*** Opening INPUT DATA ***
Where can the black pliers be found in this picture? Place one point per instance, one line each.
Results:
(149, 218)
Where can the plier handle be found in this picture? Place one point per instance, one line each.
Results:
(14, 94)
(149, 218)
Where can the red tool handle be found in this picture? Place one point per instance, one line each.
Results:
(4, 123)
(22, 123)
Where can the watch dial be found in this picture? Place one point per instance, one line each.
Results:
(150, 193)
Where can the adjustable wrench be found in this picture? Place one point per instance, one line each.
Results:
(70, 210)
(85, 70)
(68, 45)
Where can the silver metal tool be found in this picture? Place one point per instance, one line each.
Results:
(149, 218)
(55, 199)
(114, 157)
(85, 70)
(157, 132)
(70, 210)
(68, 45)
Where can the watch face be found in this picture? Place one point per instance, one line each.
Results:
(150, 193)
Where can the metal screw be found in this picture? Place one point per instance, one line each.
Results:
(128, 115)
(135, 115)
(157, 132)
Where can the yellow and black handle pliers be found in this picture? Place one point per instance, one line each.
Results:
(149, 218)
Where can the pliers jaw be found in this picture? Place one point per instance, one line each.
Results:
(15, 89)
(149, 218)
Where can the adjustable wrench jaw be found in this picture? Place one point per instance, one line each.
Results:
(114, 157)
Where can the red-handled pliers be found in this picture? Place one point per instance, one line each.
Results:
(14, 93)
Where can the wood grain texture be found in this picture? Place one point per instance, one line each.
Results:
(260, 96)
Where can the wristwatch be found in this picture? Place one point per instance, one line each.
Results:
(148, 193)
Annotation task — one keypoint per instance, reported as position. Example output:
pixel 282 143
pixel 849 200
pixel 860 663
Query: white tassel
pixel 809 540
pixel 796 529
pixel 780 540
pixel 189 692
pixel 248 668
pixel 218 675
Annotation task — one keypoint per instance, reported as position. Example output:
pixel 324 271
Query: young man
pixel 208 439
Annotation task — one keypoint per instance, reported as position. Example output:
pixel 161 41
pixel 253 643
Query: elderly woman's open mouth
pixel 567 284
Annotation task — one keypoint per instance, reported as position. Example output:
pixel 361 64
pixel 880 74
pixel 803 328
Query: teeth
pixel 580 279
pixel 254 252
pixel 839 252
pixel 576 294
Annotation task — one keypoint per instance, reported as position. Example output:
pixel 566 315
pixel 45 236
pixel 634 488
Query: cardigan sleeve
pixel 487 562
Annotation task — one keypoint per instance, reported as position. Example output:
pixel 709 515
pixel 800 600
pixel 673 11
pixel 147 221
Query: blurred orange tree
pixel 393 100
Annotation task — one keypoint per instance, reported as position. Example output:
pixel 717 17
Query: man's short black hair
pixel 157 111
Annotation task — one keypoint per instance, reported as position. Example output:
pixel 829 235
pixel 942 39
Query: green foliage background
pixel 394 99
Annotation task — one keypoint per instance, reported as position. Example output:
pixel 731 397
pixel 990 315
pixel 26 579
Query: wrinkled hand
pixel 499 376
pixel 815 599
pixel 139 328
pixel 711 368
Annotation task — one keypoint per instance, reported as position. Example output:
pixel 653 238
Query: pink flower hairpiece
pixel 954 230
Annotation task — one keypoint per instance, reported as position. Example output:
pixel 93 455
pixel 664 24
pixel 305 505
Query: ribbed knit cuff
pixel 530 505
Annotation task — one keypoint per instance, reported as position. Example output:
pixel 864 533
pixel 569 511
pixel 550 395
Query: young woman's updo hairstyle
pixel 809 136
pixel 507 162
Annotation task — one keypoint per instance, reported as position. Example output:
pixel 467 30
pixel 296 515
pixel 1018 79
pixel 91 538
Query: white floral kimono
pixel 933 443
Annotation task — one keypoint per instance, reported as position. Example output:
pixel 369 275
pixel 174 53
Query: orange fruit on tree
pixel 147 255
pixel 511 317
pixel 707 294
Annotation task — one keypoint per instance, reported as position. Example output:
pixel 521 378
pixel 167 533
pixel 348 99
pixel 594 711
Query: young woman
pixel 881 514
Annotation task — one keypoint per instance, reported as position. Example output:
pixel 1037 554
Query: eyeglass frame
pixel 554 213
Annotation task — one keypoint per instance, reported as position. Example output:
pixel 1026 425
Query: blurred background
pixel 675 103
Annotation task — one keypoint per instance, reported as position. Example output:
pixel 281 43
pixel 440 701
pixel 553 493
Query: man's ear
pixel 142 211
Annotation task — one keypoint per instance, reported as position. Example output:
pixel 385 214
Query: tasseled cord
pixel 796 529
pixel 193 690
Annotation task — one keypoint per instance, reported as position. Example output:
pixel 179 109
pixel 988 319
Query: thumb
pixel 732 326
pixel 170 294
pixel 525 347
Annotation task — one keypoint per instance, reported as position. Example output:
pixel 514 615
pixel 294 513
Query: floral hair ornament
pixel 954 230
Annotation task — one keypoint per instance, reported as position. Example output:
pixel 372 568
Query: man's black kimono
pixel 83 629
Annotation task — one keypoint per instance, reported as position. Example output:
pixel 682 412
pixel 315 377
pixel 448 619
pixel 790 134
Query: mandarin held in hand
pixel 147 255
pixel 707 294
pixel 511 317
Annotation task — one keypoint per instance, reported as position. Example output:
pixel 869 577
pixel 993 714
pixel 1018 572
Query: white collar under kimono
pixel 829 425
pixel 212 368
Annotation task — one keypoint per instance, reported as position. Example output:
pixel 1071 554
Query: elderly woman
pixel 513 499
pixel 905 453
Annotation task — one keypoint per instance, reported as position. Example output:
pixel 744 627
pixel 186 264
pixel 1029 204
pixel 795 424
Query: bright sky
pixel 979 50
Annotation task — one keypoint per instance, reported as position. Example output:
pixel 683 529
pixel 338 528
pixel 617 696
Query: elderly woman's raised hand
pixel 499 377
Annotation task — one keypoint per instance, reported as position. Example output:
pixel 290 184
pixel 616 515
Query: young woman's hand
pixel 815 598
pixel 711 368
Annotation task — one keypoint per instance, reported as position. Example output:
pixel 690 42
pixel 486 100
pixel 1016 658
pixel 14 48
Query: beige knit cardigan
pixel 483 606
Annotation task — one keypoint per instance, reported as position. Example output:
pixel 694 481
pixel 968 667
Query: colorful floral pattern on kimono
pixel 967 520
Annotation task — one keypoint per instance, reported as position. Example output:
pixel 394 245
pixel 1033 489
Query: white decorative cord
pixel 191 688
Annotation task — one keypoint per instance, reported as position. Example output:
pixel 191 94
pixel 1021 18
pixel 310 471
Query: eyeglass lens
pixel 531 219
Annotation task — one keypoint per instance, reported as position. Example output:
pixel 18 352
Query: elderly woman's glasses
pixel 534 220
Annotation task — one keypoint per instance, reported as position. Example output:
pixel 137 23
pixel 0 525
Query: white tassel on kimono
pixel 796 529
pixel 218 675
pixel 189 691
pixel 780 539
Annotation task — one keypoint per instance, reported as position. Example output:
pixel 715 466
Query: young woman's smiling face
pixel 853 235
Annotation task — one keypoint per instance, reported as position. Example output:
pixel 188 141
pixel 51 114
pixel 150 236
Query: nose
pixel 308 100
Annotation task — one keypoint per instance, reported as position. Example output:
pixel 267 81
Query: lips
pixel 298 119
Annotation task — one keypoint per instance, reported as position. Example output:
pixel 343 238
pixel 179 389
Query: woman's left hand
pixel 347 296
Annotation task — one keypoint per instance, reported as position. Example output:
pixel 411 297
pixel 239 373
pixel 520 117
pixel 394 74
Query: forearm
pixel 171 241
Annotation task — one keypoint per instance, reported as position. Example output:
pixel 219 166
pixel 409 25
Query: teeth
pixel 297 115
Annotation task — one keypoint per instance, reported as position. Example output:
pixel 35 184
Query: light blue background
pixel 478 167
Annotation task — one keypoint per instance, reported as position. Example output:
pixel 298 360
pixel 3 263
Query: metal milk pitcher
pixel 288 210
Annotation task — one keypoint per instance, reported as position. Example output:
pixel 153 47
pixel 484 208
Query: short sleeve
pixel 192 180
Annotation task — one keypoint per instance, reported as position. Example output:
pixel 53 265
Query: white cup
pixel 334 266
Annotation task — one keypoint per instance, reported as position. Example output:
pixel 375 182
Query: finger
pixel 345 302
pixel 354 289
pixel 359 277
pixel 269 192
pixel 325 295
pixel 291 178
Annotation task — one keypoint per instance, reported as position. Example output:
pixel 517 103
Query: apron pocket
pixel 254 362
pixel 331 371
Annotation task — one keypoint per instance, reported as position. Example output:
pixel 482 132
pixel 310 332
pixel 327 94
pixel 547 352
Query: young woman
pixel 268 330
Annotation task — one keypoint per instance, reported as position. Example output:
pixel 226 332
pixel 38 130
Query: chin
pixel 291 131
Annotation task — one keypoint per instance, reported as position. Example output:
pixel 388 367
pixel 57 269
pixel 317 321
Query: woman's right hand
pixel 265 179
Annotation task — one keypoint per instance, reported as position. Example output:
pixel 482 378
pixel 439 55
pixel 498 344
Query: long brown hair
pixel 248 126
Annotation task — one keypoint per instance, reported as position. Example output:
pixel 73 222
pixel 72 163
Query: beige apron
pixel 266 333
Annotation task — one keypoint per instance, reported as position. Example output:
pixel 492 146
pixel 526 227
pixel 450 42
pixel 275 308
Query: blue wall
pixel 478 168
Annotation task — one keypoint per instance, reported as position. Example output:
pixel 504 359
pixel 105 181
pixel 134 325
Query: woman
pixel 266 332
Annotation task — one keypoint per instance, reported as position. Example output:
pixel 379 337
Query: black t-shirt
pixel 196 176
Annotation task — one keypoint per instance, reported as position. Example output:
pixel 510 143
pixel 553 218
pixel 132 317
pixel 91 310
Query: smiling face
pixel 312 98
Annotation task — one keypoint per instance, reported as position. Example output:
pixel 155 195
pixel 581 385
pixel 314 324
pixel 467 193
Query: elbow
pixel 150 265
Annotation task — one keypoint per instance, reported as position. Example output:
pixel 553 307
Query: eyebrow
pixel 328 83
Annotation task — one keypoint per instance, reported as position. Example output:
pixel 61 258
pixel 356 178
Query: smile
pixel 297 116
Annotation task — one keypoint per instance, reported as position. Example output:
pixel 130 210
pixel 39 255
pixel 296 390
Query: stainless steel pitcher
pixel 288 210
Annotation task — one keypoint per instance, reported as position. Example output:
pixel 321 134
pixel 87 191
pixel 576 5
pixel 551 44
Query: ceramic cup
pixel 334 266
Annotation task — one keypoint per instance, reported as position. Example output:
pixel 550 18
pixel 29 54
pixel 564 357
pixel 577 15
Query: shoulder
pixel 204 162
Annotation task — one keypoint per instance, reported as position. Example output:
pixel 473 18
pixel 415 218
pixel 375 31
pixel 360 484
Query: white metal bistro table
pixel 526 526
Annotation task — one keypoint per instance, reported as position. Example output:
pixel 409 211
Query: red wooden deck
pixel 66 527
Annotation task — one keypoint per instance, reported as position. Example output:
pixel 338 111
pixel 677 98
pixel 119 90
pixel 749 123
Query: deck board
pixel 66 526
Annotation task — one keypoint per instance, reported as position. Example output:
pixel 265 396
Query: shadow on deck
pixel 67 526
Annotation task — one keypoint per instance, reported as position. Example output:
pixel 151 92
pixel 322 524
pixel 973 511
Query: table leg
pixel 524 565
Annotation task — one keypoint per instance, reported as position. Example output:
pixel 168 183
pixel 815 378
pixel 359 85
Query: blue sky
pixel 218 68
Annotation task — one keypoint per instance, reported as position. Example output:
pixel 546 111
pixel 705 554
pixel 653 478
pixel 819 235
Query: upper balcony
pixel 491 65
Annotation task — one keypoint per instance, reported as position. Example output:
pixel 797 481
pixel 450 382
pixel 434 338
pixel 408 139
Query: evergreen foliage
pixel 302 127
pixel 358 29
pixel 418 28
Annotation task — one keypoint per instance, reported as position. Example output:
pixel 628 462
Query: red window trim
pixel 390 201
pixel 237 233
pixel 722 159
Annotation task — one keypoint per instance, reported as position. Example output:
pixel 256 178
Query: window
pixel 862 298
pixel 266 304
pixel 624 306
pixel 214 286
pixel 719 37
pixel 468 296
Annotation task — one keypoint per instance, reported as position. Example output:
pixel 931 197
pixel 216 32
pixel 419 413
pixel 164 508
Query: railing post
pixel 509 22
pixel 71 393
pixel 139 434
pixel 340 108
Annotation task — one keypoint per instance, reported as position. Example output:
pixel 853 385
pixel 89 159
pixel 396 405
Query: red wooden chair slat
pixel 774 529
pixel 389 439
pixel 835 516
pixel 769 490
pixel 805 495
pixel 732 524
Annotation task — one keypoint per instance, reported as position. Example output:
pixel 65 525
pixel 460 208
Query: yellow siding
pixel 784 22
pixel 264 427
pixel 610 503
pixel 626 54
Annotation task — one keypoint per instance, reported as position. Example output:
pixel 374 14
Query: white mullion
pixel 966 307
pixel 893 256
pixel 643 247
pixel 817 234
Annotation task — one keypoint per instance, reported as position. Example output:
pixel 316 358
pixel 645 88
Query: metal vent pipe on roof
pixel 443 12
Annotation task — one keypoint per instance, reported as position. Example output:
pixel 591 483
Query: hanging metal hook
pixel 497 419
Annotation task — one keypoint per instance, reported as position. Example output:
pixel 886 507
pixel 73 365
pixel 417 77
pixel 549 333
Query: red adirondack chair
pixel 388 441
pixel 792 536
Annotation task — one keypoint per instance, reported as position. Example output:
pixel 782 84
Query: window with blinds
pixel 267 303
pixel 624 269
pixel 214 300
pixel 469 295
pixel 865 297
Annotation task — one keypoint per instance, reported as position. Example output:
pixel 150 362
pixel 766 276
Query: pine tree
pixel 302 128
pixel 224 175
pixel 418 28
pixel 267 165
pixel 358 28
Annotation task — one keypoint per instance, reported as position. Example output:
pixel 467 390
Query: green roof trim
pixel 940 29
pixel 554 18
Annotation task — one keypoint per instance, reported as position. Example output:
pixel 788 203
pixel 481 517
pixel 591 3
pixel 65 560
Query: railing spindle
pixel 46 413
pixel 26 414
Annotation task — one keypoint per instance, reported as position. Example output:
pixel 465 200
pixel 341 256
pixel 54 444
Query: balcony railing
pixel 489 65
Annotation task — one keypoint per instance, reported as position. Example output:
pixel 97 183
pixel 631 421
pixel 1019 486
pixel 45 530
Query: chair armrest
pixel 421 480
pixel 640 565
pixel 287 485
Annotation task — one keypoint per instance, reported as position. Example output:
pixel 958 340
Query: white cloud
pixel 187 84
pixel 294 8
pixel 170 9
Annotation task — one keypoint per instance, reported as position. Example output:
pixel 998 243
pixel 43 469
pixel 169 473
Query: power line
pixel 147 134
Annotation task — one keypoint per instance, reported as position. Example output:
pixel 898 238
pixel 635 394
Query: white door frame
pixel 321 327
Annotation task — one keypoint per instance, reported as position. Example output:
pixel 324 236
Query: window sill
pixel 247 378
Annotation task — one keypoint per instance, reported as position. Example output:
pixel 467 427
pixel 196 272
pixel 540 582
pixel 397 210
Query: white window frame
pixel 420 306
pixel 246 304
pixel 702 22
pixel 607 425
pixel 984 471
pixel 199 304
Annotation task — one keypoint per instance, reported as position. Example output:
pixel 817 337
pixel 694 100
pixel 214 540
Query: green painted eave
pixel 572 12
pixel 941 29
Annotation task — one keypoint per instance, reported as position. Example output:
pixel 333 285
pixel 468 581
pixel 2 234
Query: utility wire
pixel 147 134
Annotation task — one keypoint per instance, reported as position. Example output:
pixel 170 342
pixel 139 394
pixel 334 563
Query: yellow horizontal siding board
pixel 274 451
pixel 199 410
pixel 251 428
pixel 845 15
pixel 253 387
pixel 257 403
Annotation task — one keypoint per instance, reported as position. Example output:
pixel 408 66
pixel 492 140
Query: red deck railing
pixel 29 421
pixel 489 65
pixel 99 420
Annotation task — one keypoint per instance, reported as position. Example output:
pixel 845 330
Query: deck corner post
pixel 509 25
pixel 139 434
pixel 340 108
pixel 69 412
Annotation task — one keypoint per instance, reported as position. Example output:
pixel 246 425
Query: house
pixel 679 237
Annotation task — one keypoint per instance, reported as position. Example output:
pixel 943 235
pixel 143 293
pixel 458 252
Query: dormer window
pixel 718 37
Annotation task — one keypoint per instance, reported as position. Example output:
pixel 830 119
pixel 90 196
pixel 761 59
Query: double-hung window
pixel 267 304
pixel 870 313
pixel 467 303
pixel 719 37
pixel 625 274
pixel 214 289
*** Closing INPUT DATA ***
=== EXERCISE BRIEF ===
Give back the records word for word. Start at the first line, end at the line containing "Where can the silver", and include both.

=== EXERCISE SOLUTION ===
Where can the black pliers be found in this picture? Place one point per instance, one line each.
Results:
(149, 218)
Where can the plier handle be found in this picture? Place one point per instance, one line each.
Results:
(14, 94)
(149, 218)
Where can the red tool handle be found in this picture? Place one point per instance, one line each.
Results:
(4, 123)
(22, 123)
Where can the watch dial be found in this picture? Place one point per instance, one line each.
Results:
(150, 193)
Where can the adjustable wrench be found in this picture? Place one point per instance, one line each.
Results:
(70, 210)
(85, 70)
(68, 45)
Where can the silver metal tool be found in this picture? Place one point per instance, one line each.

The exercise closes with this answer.